## [Prompt]
Copy the material below word for word, keeping every line as it stands.

Pointing and labeling entries
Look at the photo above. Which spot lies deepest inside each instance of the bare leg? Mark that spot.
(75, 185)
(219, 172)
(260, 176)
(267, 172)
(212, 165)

## [Task output]
Look at the photo above. Which spot lies deepest inside each instance of the bare leg? Mark that spot.
(75, 185)
(219, 172)
(260, 176)
(267, 172)
(212, 165)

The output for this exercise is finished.